Task to complete: Rewrite the lines below, replacing "maple leaf" with "autumn leaf" and leaving everything else unchanged.

Data provided:

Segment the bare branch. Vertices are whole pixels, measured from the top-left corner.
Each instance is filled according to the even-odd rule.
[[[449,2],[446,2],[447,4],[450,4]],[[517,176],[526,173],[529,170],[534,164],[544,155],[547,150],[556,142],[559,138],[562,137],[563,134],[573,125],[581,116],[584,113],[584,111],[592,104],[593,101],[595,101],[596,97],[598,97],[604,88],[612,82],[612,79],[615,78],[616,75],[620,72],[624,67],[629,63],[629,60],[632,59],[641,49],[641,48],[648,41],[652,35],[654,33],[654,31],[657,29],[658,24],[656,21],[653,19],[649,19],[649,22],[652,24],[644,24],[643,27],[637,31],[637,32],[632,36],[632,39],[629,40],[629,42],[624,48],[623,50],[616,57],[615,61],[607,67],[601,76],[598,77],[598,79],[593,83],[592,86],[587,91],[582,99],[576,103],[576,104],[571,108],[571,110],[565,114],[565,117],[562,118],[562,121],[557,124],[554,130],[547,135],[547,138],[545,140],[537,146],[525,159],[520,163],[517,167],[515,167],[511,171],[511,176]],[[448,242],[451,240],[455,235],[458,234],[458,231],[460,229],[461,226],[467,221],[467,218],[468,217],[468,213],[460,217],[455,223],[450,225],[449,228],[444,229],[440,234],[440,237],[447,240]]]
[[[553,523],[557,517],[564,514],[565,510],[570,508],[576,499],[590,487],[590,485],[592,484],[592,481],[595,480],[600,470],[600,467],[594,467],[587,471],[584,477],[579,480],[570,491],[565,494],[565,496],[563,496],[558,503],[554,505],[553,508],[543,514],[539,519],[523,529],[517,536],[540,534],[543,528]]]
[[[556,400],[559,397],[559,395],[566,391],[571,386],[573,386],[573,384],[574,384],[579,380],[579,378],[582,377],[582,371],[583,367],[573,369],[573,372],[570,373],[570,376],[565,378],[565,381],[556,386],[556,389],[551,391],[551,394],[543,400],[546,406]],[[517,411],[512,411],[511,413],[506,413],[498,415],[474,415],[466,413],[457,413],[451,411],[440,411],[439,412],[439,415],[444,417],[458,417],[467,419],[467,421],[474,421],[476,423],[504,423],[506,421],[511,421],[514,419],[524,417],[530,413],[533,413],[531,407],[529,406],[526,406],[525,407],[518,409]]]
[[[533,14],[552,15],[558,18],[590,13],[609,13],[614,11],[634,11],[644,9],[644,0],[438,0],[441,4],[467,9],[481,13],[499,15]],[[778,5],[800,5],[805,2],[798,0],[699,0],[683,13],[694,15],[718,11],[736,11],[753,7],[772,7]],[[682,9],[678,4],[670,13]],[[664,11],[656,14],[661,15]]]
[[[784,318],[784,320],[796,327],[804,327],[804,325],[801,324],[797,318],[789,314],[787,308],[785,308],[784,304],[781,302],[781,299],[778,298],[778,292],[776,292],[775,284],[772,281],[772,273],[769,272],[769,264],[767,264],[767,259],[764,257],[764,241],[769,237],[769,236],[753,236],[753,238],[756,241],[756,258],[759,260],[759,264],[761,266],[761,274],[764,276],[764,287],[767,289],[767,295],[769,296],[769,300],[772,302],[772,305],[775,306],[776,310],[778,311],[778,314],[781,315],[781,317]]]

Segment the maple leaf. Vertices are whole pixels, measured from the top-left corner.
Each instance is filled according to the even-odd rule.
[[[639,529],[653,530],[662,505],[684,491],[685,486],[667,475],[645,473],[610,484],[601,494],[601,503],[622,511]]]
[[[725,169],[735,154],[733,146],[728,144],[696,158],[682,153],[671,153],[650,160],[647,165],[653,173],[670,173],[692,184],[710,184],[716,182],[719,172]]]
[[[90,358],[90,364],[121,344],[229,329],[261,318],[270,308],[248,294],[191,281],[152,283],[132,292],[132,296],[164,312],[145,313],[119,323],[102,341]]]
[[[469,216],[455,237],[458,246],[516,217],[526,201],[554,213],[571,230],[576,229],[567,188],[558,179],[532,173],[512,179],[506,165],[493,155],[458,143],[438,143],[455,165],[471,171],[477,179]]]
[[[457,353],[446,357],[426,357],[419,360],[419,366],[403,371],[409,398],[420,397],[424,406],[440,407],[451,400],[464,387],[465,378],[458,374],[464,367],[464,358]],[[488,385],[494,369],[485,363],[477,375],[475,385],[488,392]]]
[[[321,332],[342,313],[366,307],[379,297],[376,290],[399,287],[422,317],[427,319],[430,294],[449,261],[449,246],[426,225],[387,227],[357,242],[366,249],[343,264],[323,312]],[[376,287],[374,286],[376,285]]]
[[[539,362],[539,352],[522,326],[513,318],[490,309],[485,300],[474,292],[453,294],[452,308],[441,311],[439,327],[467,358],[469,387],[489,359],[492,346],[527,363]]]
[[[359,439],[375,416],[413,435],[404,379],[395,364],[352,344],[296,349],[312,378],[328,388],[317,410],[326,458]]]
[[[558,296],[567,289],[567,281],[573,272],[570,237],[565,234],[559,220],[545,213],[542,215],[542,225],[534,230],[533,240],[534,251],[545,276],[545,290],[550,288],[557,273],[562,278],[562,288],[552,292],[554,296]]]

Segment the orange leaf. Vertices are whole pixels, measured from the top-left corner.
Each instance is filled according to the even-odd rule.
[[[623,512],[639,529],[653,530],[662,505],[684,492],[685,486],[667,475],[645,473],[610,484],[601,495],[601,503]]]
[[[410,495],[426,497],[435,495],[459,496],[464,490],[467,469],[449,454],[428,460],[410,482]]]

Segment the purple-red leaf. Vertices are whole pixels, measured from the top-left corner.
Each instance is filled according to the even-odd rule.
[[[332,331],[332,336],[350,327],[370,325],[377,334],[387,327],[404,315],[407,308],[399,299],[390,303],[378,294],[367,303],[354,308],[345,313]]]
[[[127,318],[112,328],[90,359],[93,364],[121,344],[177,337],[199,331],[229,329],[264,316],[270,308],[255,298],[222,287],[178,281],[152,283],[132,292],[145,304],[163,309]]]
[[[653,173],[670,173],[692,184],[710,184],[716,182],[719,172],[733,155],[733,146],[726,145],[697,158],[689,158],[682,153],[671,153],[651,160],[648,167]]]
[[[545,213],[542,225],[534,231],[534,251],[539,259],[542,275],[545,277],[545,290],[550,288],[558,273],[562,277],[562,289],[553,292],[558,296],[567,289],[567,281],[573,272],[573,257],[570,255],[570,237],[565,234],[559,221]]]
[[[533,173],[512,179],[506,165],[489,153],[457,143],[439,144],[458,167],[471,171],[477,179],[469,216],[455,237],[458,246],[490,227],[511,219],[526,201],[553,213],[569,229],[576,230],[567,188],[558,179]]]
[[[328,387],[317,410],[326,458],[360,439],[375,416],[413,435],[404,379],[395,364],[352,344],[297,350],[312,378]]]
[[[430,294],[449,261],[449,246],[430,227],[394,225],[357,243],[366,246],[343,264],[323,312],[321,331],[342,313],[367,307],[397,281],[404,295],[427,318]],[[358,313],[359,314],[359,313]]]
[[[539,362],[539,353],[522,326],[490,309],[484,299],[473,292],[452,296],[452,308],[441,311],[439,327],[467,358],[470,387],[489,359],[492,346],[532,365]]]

Reply to the exercise:
Segment the bare branch. Vertices are whole pixels, measured from the top-left corner.
Each instance is filled according to the even-odd rule.
[[[449,2],[446,2],[447,4],[450,4]],[[517,176],[526,173],[529,170],[534,164],[544,155],[547,150],[556,142],[559,138],[562,137],[563,134],[573,125],[581,116],[584,113],[584,111],[592,104],[593,101],[595,101],[596,97],[598,97],[604,88],[612,82],[612,79],[615,78],[616,75],[620,72],[624,67],[629,63],[629,60],[632,59],[641,49],[641,48],[648,41],[652,35],[654,33],[654,31],[657,29],[658,24],[656,21],[653,19],[649,19],[649,22],[652,24],[644,24],[643,27],[637,31],[637,32],[632,36],[632,39],[629,40],[629,42],[624,48],[623,50],[616,57],[615,61],[607,67],[601,76],[598,77],[598,79],[593,83],[592,86],[587,91],[582,99],[576,103],[576,104],[571,108],[571,110],[565,114],[565,117],[562,118],[562,121],[557,124],[554,130],[547,135],[547,138],[545,140],[537,146],[525,159],[520,163],[517,167],[515,167],[511,171],[511,176]],[[448,242],[451,240],[455,235],[458,234],[458,231],[460,229],[461,226],[467,221],[467,218],[468,217],[468,213],[460,217],[455,223],[450,225],[449,228],[444,229],[440,234],[440,237],[447,240]]]
[[[553,523],[557,517],[564,514],[565,510],[570,508],[576,499],[590,487],[590,485],[592,484],[592,481],[595,480],[600,470],[600,467],[594,467],[587,471],[584,477],[579,480],[570,491],[565,494],[565,496],[563,496],[558,503],[554,505],[553,508],[543,514],[539,519],[523,529],[517,536],[540,534],[543,528]]]
[[[556,400],[559,397],[559,395],[566,391],[571,386],[573,386],[573,384],[574,384],[579,380],[579,378],[582,377],[582,371],[583,367],[573,369],[573,372],[570,373],[570,376],[565,378],[565,381],[556,386],[556,389],[551,391],[551,394],[543,400],[546,406]],[[517,411],[512,411],[511,413],[506,413],[498,415],[474,415],[466,413],[457,413],[451,411],[440,411],[439,412],[439,415],[444,417],[458,417],[467,419],[467,421],[474,421],[476,423],[504,423],[506,421],[511,421],[514,419],[524,417],[530,413],[533,413],[531,407],[529,406],[526,406],[525,407],[518,409]]]
[[[533,14],[552,15],[558,18],[590,13],[609,13],[614,11],[634,11],[644,9],[644,0],[438,0],[441,4],[467,9],[481,13],[499,15]],[[778,5],[800,5],[805,2],[798,0],[699,0],[683,13],[694,15],[718,11],[736,11],[753,7],[772,7]],[[682,9],[678,4],[670,13]],[[664,11],[656,14],[661,15]]]
[[[784,318],[784,320],[796,327],[804,327],[804,325],[801,324],[797,318],[789,314],[787,308],[785,308],[784,304],[781,302],[781,299],[778,298],[778,292],[776,292],[775,284],[772,281],[772,273],[769,272],[769,264],[767,264],[767,259],[764,257],[764,241],[769,237],[769,236],[753,236],[753,238],[756,241],[756,258],[759,260],[759,264],[761,266],[761,274],[764,276],[764,287],[767,289],[767,295],[769,296],[769,300],[772,302],[772,305],[775,306],[776,310],[778,311],[778,314],[781,315],[781,317]]]

Segment the autumn leaf. Vertices are whole pixels, measured from the top-left corner.
Each instance is filled according to the even-odd rule.
[[[639,529],[653,530],[662,505],[684,491],[685,486],[667,475],[645,473],[610,484],[601,494],[601,503],[622,511]]]
[[[725,169],[735,154],[733,146],[728,144],[696,158],[682,153],[671,153],[650,160],[647,165],[653,173],[670,173],[692,184],[710,184],[716,182],[719,172]]]
[[[90,358],[90,364],[121,344],[229,329],[261,318],[270,308],[248,294],[191,281],[152,283],[132,292],[132,296],[164,312],[145,313],[119,323],[102,341]]]
[[[469,216],[455,237],[458,246],[516,217],[526,201],[554,213],[571,230],[576,229],[567,188],[558,179],[532,173],[512,179],[506,165],[493,155],[458,143],[438,143],[455,165],[471,171],[477,179]]]
[[[457,353],[446,357],[426,357],[419,360],[419,366],[403,371],[409,398],[420,397],[424,406],[440,407],[451,400],[464,387],[465,378],[458,374],[464,367],[464,358]],[[488,385],[494,369],[485,363],[477,375],[475,385],[488,392]]]
[[[321,332],[342,313],[366,307],[379,297],[376,290],[399,287],[422,317],[427,319],[430,294],[449,261],[449,246],[426,225],[387,227],[357,242],[366,249],[343,264],[323,312]],[[376,287],[374,286],[376,285]]]
[[[539,362],[539,352],[522,326],[513,318],[490,309],[485,300],[474,292],[453,294],[452,308],[441,311],[439,327],[467,358],[469,387],[489,359],[492,346],[527,363]]]
[[[359,439],[375,416],[413,435],[404,379],[395,364],[352,344],[296,349],[312,378],[328,388],[317,410],[326,458]]]
[[[558,296],[567,289],[567,281],[573,272],[570,237],[565,234],[559,220],[545,213],[542,215],[542,225],[534,230],[533,240],[534,251],[545,276],[545,290],[550,288],[557,273],[562,278],[562,288],[552,292],[554,296]]]

Segment the orange leaf. Vertices are whole pixels, measured from the top-left corner.
Each instance is filled according to the even-odd rule.
[[[623,512],[639,529],[653,530],[662,505],[684,492],[685,486],[667,475],[645,473],[610,484],[601,495],[601,503]]]
[[[410,495],[426,497],[435,495],[459,496],[464,490],[467,469],[449,454],[428,460],[410,482]]]

Segment the purple-red leaf. Vertices are whole pixels, measured from the top-left corner.
Each instance is filled according to the even-odd rule.
[[[332,331],[332,336],[350,327],[370,325],[377,334],[387,327],[404,315],[407,308],[399,299],[390,303],[378,294],[367,303],[354,308],[345,313]]]
[[[127,318],[112,328],[90,359],[93,364],[121,344],[177,337],[199,331],[229,329],[264,316],[270,308],[255,298],[222,287],[178,281],[152,283],[132,292],[145,304],[163,309]]]
[[[653,173],[670,173],[692,184],[710,184],[716,182],[719,172],[733,155],[733,146],[726,145],[697,158],[689,158],[682,153],[671,153],[651,160],[648,167]]]
[[[545,213],[542,225],[534,231],[534,251],[539,259],[542,275],[545,277],[545,290],[550,288],[558,273],[562,277],[562,289],[553,292],[558,296],[567,289],[567,281],[573,272],[573,257],[570,255],[570,237],[565,234],[559,221]]]
[[[533,173],[512,179],[506,165],[489,153],[457,143],[439,144],[458,167],[471,171],[477,179],[469,216],[455,237],[458,246],[490,227],[511,219],[526,201],[553,213],[569,229],[576,230],[567,188],[558,179]]]
[[[328,387],[317,410],[326,458],[360,439],[375,416],[413,435],[404,379],[395,364],[352,344],[297,350],[312,378]]]
[[[430,294],[449,261],[449,246],[430,227],[394,225],[357,243],[366,246],[343,264],[323,312],[321,331],[342,313],[367,307],[397,281],[404,295],[427,318]],[[358,313],[359,314],[359,313]]]
[[[539,362],[539,353],[522,326],[490,309],[484,299],[473,292],[452,296],[452,308],[441,311],[439,327],[467,358],[470,387],[489,359],[492,346],[532,365]]]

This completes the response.